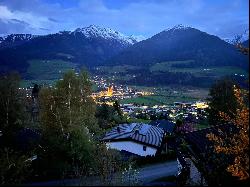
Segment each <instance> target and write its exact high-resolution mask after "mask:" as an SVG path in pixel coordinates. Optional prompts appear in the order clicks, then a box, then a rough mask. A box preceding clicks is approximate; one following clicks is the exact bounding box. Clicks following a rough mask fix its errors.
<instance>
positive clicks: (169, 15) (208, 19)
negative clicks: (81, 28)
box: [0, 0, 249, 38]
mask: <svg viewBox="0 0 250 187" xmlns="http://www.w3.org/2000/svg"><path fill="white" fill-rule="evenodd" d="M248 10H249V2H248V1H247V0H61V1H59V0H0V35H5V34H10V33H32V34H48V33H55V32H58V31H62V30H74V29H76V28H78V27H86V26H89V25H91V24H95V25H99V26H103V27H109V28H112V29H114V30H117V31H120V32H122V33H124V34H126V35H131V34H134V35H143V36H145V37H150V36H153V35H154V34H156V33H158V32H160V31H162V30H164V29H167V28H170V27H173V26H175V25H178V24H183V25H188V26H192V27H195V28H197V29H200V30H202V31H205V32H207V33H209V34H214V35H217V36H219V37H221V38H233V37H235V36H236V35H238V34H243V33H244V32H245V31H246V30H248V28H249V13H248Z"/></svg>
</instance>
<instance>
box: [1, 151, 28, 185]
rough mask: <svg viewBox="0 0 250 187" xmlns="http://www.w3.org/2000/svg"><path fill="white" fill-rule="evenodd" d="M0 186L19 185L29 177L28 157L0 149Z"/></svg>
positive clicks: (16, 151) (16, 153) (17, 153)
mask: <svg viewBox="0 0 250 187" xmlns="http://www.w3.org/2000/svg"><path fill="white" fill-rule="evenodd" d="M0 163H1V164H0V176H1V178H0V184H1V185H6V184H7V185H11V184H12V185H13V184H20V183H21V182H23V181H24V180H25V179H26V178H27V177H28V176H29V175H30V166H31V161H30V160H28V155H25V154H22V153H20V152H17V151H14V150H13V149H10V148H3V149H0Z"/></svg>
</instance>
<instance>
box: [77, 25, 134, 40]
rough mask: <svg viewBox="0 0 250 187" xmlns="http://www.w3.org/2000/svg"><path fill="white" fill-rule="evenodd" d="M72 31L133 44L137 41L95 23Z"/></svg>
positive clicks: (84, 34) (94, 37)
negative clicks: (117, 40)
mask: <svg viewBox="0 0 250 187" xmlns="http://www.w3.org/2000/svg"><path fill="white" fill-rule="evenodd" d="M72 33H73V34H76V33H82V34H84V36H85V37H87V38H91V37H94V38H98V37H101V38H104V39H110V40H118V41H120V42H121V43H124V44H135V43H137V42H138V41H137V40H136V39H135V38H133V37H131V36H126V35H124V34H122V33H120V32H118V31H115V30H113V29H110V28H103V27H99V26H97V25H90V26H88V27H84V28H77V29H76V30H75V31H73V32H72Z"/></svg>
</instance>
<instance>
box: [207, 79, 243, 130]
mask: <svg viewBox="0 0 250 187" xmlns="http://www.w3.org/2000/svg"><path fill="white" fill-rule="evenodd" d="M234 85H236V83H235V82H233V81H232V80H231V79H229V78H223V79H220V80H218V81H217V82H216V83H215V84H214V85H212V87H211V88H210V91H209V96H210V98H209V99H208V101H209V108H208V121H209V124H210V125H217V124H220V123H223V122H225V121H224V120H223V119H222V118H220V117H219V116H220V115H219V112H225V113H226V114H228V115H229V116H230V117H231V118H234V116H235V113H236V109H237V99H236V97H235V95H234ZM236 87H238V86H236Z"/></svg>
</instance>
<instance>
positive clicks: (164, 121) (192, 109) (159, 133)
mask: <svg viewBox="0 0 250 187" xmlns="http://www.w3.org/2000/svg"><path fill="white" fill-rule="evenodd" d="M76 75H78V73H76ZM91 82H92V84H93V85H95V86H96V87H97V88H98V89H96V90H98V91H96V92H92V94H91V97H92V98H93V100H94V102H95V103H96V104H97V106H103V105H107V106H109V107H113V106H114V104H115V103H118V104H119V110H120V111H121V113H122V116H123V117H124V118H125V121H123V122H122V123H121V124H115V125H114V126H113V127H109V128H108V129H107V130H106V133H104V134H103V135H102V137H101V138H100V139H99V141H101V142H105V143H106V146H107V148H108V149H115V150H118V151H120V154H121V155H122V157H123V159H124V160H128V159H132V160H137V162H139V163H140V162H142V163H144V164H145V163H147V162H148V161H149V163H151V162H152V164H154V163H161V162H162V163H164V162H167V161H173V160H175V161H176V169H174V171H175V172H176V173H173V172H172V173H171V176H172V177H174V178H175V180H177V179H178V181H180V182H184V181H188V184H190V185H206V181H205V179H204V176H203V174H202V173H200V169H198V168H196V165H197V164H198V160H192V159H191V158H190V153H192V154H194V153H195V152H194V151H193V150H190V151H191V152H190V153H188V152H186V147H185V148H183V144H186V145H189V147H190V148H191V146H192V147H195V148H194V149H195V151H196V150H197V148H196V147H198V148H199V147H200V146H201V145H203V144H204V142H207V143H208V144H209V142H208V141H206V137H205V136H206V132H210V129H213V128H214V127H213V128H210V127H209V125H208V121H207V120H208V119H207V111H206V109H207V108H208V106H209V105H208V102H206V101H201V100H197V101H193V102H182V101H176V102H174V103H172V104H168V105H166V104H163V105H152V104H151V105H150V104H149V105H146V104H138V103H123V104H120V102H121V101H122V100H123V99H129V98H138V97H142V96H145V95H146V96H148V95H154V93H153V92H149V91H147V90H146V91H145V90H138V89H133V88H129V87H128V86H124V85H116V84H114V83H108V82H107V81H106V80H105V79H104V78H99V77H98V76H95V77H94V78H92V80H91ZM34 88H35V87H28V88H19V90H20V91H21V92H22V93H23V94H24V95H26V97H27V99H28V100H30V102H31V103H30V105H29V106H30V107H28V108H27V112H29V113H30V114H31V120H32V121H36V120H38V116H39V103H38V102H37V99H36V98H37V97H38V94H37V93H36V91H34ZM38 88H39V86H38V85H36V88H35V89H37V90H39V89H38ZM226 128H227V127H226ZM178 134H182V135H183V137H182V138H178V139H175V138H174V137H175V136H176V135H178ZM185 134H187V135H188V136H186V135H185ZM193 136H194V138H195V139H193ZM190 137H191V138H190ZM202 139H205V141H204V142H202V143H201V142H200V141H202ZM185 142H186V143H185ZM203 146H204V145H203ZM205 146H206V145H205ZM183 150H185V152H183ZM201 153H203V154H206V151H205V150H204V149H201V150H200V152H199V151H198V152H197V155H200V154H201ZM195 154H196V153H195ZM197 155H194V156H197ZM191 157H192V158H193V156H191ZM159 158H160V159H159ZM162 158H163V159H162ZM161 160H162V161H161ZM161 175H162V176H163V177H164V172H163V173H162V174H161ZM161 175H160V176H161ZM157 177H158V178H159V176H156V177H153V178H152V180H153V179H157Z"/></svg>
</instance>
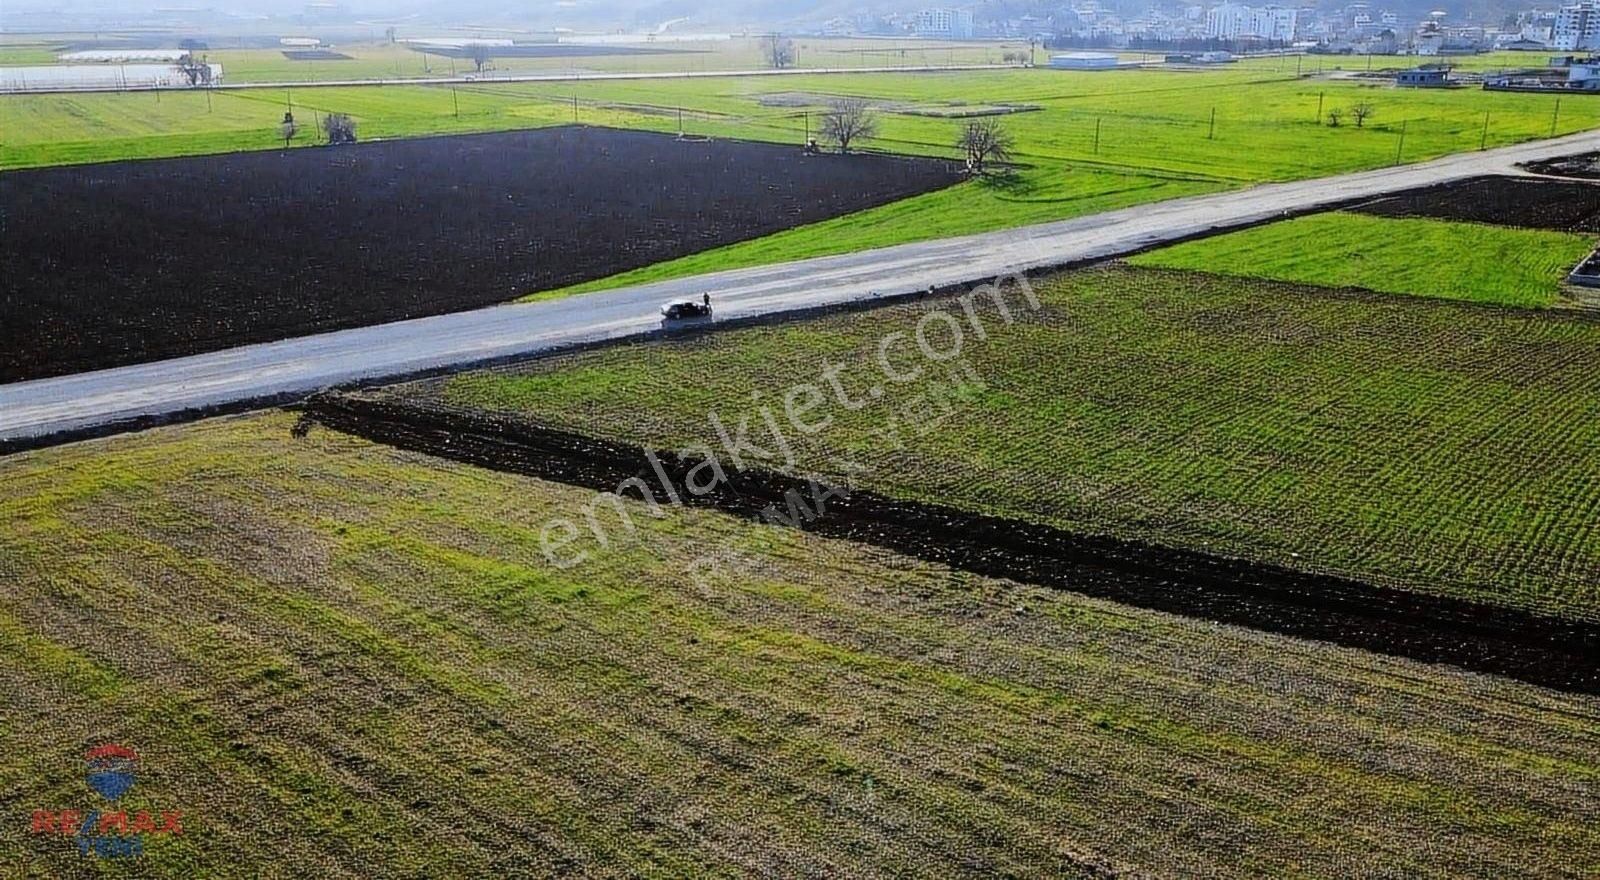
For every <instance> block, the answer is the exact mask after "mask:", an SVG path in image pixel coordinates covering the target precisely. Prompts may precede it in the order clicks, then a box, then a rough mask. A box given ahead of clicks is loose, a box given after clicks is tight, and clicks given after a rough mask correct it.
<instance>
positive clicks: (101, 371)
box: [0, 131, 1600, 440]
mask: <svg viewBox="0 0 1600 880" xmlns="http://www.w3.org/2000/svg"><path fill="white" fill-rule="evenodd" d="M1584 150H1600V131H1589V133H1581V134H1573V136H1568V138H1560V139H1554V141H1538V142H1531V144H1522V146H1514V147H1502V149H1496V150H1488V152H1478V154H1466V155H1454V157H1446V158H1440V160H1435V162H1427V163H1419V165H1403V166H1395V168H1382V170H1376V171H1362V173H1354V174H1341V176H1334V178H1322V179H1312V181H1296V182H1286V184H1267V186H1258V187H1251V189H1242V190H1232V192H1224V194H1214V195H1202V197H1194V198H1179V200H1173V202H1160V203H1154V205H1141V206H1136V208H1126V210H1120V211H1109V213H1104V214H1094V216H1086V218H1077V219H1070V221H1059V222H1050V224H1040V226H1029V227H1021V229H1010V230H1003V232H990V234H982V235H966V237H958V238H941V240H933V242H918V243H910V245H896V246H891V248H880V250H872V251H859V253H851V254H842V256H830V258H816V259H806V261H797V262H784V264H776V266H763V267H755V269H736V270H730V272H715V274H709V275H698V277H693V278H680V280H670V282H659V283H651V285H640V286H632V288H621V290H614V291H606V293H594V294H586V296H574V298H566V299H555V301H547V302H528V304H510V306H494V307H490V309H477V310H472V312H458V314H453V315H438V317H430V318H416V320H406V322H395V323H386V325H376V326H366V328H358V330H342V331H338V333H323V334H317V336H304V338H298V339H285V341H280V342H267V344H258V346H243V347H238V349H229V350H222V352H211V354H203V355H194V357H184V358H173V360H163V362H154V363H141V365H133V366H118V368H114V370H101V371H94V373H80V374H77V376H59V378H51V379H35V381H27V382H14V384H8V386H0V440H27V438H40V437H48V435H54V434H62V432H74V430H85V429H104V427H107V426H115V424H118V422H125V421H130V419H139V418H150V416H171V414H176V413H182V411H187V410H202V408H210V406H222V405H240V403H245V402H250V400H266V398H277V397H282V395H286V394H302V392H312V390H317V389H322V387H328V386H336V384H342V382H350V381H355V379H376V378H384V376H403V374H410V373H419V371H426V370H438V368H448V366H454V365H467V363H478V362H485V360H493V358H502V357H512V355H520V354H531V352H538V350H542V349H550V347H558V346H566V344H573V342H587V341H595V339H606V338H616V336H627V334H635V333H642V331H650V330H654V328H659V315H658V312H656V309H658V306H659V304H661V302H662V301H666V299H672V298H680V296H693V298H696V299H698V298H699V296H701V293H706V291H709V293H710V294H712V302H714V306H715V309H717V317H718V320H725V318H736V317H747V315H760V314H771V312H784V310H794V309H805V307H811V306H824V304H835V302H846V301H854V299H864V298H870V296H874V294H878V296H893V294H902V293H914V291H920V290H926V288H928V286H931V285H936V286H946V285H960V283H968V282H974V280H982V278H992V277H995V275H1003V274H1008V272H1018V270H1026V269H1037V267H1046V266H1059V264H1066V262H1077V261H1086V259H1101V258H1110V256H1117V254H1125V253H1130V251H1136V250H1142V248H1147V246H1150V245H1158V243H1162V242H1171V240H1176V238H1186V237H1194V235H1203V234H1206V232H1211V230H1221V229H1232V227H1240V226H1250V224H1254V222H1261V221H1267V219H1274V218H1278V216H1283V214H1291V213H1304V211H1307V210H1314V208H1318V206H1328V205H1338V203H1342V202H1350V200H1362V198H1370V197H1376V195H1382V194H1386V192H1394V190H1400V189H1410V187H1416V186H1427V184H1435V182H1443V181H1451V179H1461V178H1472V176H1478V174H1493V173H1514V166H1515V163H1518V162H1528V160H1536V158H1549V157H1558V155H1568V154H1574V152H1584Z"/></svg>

Job item
Which lines in the records above contain the string "exact"? Gather every one of them.

Finished exercise
Segment each <instance> target and write its exact high-resolution mask after "mask:" as an SVG path in pixel coordinates. Optional prompts appear in the order clicks, then a box, then a rough mask. A box preceding clicks is approximate; one following clicks is the exact bounding box. Clicks following a rough mask fix its errors.
For every <instance> block, the answer is the exact mask after "mask:", an SVG path in image pixel coordinates covering the target precisely. Prompts may precede it in the order clicks, then a box, then a rough mask. A box given ahead of clicks is loose, a box given after clicks is tight, and clicks given after a rough mask correct it.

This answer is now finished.